§ DIRECTIONS: Repeat all of the data below word for word, keeping no images.

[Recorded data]
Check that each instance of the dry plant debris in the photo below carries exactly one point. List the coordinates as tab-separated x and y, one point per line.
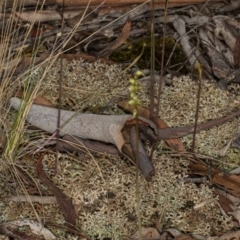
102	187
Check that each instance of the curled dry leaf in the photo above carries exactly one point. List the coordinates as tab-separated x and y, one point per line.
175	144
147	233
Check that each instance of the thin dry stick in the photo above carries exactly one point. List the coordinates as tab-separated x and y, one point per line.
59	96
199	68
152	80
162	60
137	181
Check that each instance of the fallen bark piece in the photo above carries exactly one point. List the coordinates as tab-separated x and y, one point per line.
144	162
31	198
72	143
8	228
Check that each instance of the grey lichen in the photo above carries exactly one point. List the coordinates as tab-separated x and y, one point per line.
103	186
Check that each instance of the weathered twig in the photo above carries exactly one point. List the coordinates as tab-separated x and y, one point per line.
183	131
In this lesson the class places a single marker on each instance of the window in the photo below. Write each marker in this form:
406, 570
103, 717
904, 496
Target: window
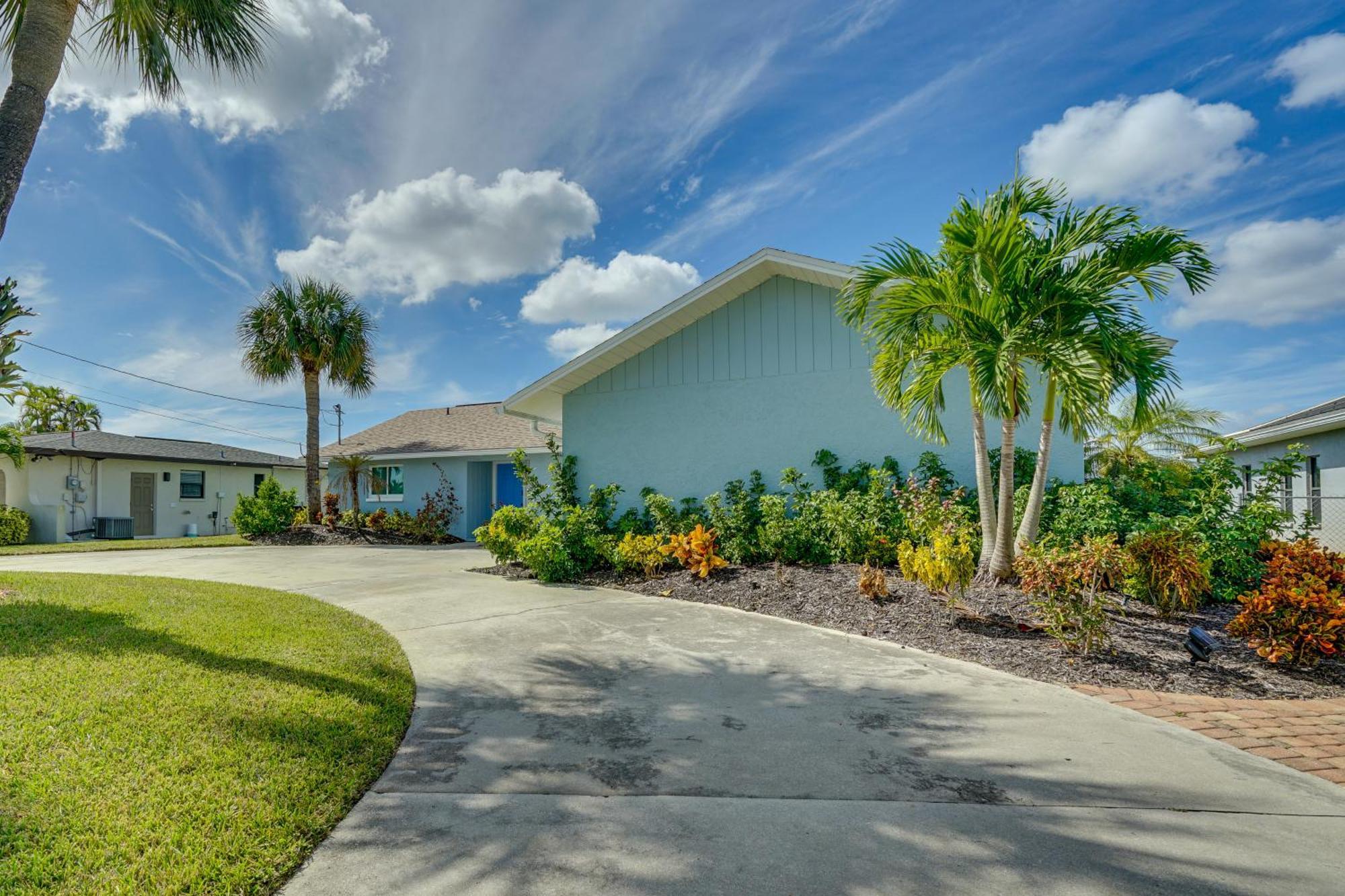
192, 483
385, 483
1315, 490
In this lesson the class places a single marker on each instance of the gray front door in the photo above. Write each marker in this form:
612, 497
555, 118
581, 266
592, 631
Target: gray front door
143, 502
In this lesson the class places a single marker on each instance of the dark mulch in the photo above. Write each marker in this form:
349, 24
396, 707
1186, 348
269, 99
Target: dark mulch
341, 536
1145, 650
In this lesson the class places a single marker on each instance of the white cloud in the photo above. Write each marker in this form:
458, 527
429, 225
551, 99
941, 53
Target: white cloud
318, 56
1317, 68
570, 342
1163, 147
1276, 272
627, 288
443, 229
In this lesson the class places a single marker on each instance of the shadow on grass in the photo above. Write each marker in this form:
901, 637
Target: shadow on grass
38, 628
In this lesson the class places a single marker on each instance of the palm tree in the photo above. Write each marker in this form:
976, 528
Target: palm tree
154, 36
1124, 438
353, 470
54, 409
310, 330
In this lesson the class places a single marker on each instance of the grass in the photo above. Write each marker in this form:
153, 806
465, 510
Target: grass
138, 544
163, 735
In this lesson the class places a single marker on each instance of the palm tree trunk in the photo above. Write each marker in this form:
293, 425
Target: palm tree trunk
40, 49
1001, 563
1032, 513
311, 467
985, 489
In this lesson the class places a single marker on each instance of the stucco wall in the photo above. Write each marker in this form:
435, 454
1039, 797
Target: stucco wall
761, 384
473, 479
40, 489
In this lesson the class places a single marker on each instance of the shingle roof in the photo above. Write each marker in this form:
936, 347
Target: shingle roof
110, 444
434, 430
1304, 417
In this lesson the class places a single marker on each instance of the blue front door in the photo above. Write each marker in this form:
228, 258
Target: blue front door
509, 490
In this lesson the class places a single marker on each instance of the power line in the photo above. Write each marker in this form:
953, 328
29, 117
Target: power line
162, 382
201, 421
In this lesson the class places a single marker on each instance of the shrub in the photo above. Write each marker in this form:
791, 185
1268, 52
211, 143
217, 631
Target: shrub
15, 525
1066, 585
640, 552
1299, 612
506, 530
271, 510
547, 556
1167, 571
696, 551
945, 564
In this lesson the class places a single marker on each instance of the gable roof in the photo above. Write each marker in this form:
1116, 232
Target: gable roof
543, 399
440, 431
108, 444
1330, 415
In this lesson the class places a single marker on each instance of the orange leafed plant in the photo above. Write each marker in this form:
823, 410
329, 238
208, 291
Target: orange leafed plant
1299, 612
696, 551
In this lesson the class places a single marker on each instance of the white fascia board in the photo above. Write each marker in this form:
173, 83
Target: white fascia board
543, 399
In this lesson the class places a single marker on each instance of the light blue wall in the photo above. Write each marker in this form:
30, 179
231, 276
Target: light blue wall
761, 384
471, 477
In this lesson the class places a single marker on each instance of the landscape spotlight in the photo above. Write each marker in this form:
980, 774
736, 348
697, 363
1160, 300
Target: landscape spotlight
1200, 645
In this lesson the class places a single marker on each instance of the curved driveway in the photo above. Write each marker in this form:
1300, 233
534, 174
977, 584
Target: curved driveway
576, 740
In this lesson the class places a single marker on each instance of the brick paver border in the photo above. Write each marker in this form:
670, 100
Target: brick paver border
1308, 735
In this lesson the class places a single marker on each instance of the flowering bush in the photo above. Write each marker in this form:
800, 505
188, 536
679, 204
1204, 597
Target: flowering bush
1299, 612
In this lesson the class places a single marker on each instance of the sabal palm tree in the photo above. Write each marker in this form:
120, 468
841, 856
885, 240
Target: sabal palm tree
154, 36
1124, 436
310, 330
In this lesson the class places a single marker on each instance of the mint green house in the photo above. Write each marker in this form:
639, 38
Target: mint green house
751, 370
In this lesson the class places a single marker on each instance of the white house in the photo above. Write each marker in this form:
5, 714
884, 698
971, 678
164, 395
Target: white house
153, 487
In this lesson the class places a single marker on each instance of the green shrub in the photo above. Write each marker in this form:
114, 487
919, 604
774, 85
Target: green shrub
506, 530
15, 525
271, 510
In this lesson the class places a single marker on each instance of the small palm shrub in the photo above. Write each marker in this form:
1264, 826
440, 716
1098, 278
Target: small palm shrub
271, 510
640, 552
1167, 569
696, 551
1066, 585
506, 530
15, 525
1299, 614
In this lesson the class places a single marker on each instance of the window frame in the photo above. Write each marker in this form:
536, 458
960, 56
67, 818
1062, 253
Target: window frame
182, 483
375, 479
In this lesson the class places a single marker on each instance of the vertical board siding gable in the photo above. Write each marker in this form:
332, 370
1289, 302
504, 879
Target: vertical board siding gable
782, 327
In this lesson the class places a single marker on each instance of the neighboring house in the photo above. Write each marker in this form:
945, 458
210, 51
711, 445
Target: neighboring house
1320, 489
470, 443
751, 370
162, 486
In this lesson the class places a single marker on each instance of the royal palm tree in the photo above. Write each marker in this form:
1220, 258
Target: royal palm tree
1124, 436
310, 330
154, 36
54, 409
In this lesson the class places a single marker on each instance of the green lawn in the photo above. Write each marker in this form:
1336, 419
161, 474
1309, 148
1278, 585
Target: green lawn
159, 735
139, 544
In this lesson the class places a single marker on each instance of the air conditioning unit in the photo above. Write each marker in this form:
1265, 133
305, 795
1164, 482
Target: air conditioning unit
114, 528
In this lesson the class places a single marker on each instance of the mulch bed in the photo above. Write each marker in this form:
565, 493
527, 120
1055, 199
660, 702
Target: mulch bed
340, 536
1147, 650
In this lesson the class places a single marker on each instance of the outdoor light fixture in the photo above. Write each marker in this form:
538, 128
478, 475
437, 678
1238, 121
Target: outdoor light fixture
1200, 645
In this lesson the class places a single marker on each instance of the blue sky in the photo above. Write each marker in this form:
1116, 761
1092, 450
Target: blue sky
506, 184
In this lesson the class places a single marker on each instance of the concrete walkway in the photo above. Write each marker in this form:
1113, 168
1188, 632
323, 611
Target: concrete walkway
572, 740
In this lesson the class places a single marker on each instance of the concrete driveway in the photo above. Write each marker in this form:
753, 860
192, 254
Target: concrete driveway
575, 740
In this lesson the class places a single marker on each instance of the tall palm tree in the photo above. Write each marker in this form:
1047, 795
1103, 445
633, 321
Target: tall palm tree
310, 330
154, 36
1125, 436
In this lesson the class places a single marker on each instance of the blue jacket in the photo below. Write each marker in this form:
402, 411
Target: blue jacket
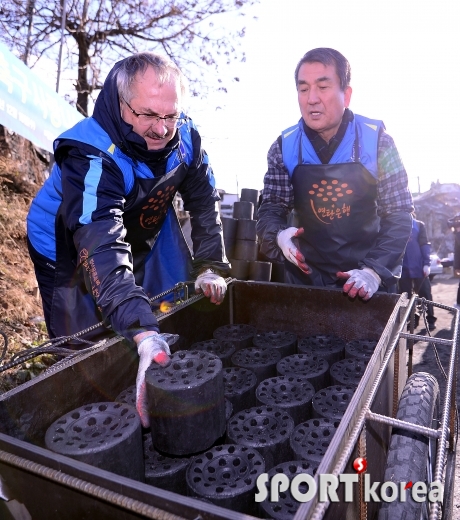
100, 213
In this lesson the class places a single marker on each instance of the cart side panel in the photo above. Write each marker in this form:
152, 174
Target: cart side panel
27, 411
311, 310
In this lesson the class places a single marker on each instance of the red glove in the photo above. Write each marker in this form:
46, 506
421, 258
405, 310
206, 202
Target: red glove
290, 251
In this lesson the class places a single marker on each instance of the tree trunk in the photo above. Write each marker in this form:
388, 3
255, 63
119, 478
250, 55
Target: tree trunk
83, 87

§ ANSWER TO THIS EXERCISE:
Check that each instance of the dry plant debris in the photo below carries exactly one point. List the coordinates as tab-separated x and y, one point per line.
102	187
Check that each instance of the curled dry leaf in the photo above carries exactly one point. List the coordinates as tab-separated x and y, one point per line.
175	144
147	233
Check that each instance of the thin dry stick in the photo above carries exactly one point. List the coordinates as tab-separated x and y, one point per line.
59	96
199	68
152	80
162	60
137	181
Check that each instance of the fallen bark piece in the photo above carries exactly one point. List the coordinates as tab-separated x and y, one point per line.
144	162
31	198
72	143
8	228
Check that each instance of the grey lichen in the photo above carries exactly one point. List the coordinates as tab-separated x and y, one point per line.
103	186
Check that each instance of the weathered twig in the photo above carries exactly one point. List the coordinates as tab-separated x and y, one point per line.
183	131
In this lesson the class places a single marker on each instance of the window in the photo below. Write each marker in this form:
406, 570
103, 717
904, 496
Target: window
192, 483
385, 483
1315, 490
In this lesson the class places a single marker on each instance of the gray front door in the photo above. Write each marker in this form:
612, 497
555, 118
581, 266
592, 631
Target: gray front door
143, 502
In this lesson the class places a single marker on each instance of the dark mulch in the photo above. Write each marker in this form:
349, 24
396, 707
1186, 348
269, 99
Target: dark mulch
341, 536
1145, 650
In this lesson the class places a single marker on each instance of the white cloud in the photo above. Write each marker in this form:
458, 527
429, 225
551, 99
941, 53
Target: white cloud
318, 56
1317, 68
570, 342
1163, 147
1276, 272
627, 288
443, 229
In this lesson the class places a single marker on each instance of the shadow on grass in the photo above. Write each marker in this form:
901, 637
Target: shadow on grass
38, 628
In this lesson the class places a single marker on each instance of the palm tree in the photo above. Write each marker in this form:
976, 528
Target: palm tree
154, 36
1124, 438
353, 470
54, 409
310, 330
In this lesson the class places a single marker on each instance of the grass in the photo above. Write each marker in this form:
153, 806
465, 510
Target: grass
138, 544
163, 735
In this lesson the class places a single marker on each instance of the palm tree trunk in the photo above. Write each marker in this form:
293, 425
Target: palm tree trunk
40, 49
1001, 563
1032, 513
311, 467
985, 489
In this lesson the class places a single marker on each instance of the stucco wall in the photo above. Write each marker in this form:
435, 454
1039, 797
Target: stucco wall
761, 384
473, 479
40, 489
In this lesson the class places a single marker on each instance of the shingle roof in the photo above. Write each marker in this form:
936, 347
Target: shingle roof
110, 444
434, 430
1304, 417
In this lesson the class places a single marker on each instance of the blue front door in the photo above. Write each marker in this form:
228, 258
Target: blue front door
509, 490
In this lesson the class places a single marker on each instance of the power line in the photo above. Write each marker in this form:
953, 328
29, 117
Target: power line
162, 382
201, 421
In this lesson the class places a single marker on each instance of the shrub in the photo above. Write each marker in this form:
791, 185
1268, 52
211, 143
217, 631
Target: shrub
15, 525
1066, 585
640, 552
1299, 612
506, 530
271, 510
547, 556
1167, 571
696, 551
945, 564
In this lesson the class places a single marker on each instance of the gable roof in the photo above. Write each marker in this form:
1116, 232
Target: gable roof
543, 399
440, 431
108, 444
1330, 415
In this lesson the class places a single marker on each instance of the orange leafed plant in the photo above. Write each marker in this form:
823, 410
329, 238
208, 291
Target: orange leafed plant
1299, 612
696, 551
In this lesson the class places a single marker on each instance of the white fascia board in the photo above. Write each marker in this form:
173, 83
Target: white fascia board
543, 399
In this lesson the class places a single marker on each instance of the light blue wall in the photo above. Write each marker in this form:
30, 179
231, 276
Target: light blue wall
761, 384
471, 477
In this lesson the class places a single marker on each instance of the landscape spotlight in the photo above. Write each marker in this form:
980, 774
736, 348
697, 363
1160, 300
Target: landscape spotlight
1200, 645
In this lesson the class places a single marker on each instance of the curved driveway in the photo above. Write each marker in this form:
1300, 233
534, 174
977, 584
Target: curved driveway
576, 740
In this lesson the class places a single marker on each instance of the brick paver border in the photo above. Write each marker in this form:
670, 100
Target: brick paver border
1308, 735
In this lesson the class places a single marker on each instance of the flowering bush in the photo above. Write each marker in this form:
800, 505
188, 536
679, 204
1204, 597
Target: flowering bush
1299, 612
In this lesson the class places a single marker on each instance of the sabal palm tree in the photo above. Write each marker in this form:
120, 468
841, 856
885, 240
Target: sabal palm tree
154, 36
1124, 436
310, 330
In this lesson the class places a single marker on each instance of the mint green house in the photo above. Write each marker in this form:
639, 38
Target: mint green house
751, 370
In this lesson the class places a single marker on each instance of the white house in the photo above. Write each marker in this form:
5, 714
884, 698
971, 678
164, 395
Target: white house
153, 487
In this lesson the class places a single marker on each instance of the green shrub in the photo above. Write each marker in this form:
114, 487
919, 604
774, 85
Target: green shrub
506, 530
15, 525
271, 510
In this lesson the class places a single marker on each instance of the small palm shrub in the photo above. Write each marker in this form:
1264, 826
440, 716
1098, 278
Target: small palm shrub
271, 510
640, 552
1167, 569
696, 551
1066, 585
506, 530
15, 525
1299, 614
In this lesson the class places a single marker on each instance of the window frame in the photo above. Write each marker in this form:
536, 458
960, 56
67, 818
1062, 253
Target: window frame
182, 483
375, 479
In this lesson the class places a single marker on each instance of the vertical board siding gable in the photo above. Write each marker in this form:
332, 370
1289, 302
504, 879
Target: vertical board siding gable
782, 327
In this lesson the class places a single marker on each instance of the neighboring house in the photo above. Write each marker in this form:
945, 458
210, 51
711, 445
Target: neighboring house
1320, 489
470, 443
751, 370
162, 486
In this lesson the class places a single marker on each instance of the royal palm tree in the photo above. Write each marker in this form:
1220, 258
Target: royal palm tree
1124, 436
310, 330
154, 36
54, 409
In this lesson the class places a single marker on each instance of the green lawn in the photo above. Write each marker in this form:
1336, 419
161, 474
1309, 148
1278, 585
Target: green lawn
159, 735
139, 544
In this lesson the class places a single marker on each instance of the air conditioning unit in the photo above. Write each marker in this form:
1265, 133
305, 795
1164, 482
Target: air conditioning unit
114, 528
In this lesson the class places a single marker on each instance of the mulch bed in the photo above. Write each marker in this form:
565, 493
527, 120
1055, 199
660, 702
Target: mulch bed
340, 536
1147, 650
In this lesson the class places a single marker on each instance of the outdoor light fixture in the photo above. Write each marker in this form:
538, 128
478, 475
437, 678
1238, 121
Target: outdoor light fixture
1200, 645
In this lesson the class places a single marker on each instance of the blue sky in the photo above. Write each marker in this form:
1116, 761
1092, 450
Target: blue sky
506, 184
In this lesson the class places a single marker on each instance of the concrete walkway in the photo above. Write each marker in this form:
1113, 168
1188, 632
323, 611
Target: concrete walkway
572, 740
In this lesson the class places a single marker on each instance of the concrete driveway in the photo above. Write each marker in this form:
753, 860
192, 254
Target: concrete driveway
575, 740
In this lesson the class places a single marker on each instance of the tall palm tree in the photo above. Write each marker in this form:
1047, 795
1103, 445
633, 321
Target: tall palm tree
310, 330
154, 36
1125, 436
In this lesson the class places a single marker on each instance of the blue jacket in the photo below. Write each marker in this form:
402, 411
Target: blue jacket
100, 213
In this lesson the class places a single marker on each instance of the cart side panel in the photo above. Write each marker in this form:
152, 174
Target: cart side panel
27, 411
311, 310
In this lesson the class places a single marker on each instance of the red glove in the photo above. Write each marker in this form:
46, 506
421, 258
405, 310
206, 202
Target: red glove
290, 251
In this lesson the class places a single marker on each instance of the tree trunk in the photo above. Write each marker in this form:
388, 3
255, 63
119, 478
250, 55
Target: tree trunk
83, 87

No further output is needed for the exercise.